GOAL OF THE EXERCISE —
Report every line of the records below that contains the word "orange".

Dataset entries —
________________________________________

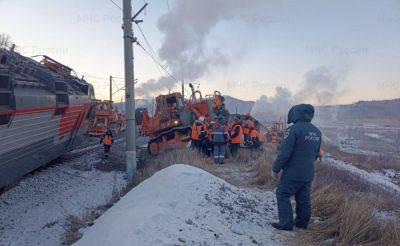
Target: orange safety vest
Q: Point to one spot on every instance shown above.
(255, 133)
(250, 123)
(239, 137)
(196, 129)
(107, 140)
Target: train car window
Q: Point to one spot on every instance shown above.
(5, 119)
(59, 111)
(90, 112)
(3, 60)
(4, 81)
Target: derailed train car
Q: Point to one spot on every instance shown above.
(44, 113)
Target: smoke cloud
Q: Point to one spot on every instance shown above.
(320, 86)
(275, 107)
(186, 27)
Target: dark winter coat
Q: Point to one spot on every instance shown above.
(301, 146)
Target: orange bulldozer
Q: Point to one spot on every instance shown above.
(170, 126)
(106, 117)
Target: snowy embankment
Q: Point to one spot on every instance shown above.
(184, 205)
(36, 210)
(373, 178)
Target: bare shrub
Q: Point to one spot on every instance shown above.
(349, 220)
(263, 166)
(5, 40)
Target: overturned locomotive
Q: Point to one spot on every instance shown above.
(44, 112)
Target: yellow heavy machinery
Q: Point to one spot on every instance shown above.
(170, 126)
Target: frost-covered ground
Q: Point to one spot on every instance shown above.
(184, 205)
(36, 211)
(374, 178)
(364, 139)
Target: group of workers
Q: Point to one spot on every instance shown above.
(217, 137)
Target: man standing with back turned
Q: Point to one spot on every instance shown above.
(296, 159)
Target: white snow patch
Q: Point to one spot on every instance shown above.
(373, 135)
(36, 211)
(373, 178)
(184, 205)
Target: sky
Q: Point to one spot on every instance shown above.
(323, 52)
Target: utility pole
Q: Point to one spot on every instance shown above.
(129, 91)
(110, 88)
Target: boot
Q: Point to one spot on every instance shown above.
(279, 227)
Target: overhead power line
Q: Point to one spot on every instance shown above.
(116, 5)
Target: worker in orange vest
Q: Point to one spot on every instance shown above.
(236, 138)
(256, 138)
(199, 133)
(107, 140)
(208, 146)
(248, 125)
(220, 138)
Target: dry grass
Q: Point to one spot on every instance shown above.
(365, 162)
(263, 167)
(351, 221)
(326, 201)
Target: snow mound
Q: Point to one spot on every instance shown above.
(184, 205)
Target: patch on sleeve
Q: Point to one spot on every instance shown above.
(287, 132)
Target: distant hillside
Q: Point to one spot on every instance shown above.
(236, 105)
(140, 103)
(385, 111)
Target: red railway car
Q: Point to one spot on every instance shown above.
(44, 113)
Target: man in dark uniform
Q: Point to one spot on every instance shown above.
(296, 159)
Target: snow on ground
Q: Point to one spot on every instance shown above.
(184, 205)
(36, 211)
(373, 135)
(373, 178)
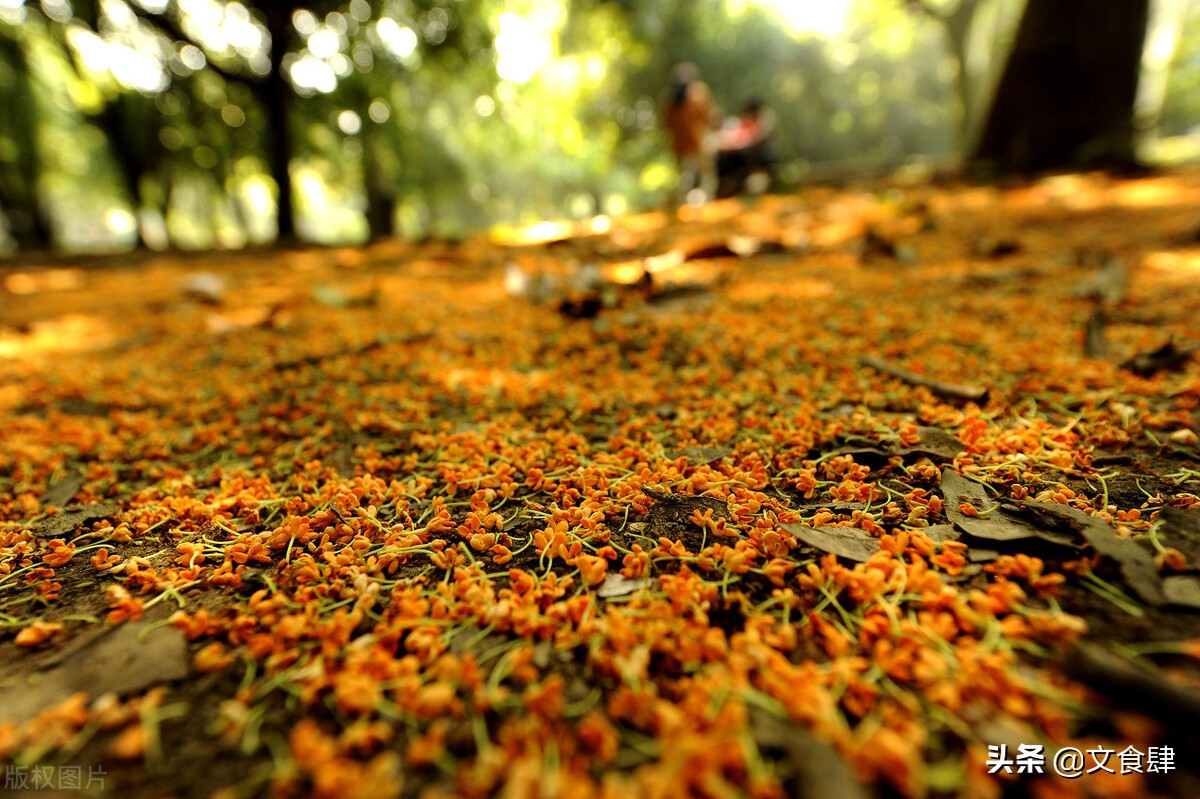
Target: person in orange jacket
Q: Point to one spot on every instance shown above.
(689, 124)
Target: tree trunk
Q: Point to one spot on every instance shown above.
(275, 94)
(1067, 94)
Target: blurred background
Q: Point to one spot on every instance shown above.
(197, 124)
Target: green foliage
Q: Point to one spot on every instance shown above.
(435, 116)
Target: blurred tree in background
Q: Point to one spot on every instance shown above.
(226, 122)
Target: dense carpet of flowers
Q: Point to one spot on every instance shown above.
(424, 539)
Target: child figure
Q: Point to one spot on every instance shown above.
(745, 157)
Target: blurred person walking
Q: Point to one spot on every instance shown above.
(689, 124)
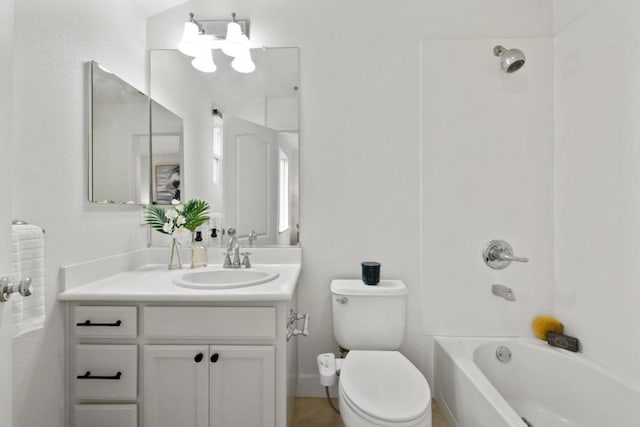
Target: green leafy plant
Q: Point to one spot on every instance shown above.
(181, 217)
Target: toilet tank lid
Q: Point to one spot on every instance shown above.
(358, 287)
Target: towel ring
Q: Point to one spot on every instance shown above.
(21, 222)
(7, 287)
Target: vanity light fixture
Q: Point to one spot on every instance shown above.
(199, 38)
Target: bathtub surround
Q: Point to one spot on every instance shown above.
(489, 136)
(558, 385)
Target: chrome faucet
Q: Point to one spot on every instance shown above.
(233, 249)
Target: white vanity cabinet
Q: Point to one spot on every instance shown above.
(209, 386)
(189, 365)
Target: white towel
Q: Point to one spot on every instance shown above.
(27, 243)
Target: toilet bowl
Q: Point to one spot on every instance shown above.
(378, 386)
(383, 388)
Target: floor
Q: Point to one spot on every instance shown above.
(316, 412)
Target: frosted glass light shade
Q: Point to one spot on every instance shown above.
(204, 61)
(233, 43)
(190, 43)
(243, 62)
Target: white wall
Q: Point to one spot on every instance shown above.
(52, 41)
(360, 121)
(597, 186)
(6, 173)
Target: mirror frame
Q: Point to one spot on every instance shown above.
(89, 121)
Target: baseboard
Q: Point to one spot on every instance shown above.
(309, 386)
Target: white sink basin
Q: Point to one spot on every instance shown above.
(224, 278)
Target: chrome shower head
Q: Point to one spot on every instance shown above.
(511, 60)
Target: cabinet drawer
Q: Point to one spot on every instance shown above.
(104, 372)
(210, 322)
(105, 415)
(105, 322)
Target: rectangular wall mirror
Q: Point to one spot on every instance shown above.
(241, 138)
(123, 169)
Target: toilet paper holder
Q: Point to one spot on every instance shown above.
(292, 331)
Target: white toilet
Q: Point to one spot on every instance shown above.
(378, 386)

________________________________________

WRITTEN RESPONSE —
Target: orange safety vest
Target: orange bulldozer
Target: worker in orange vest
Target: person in orange jacket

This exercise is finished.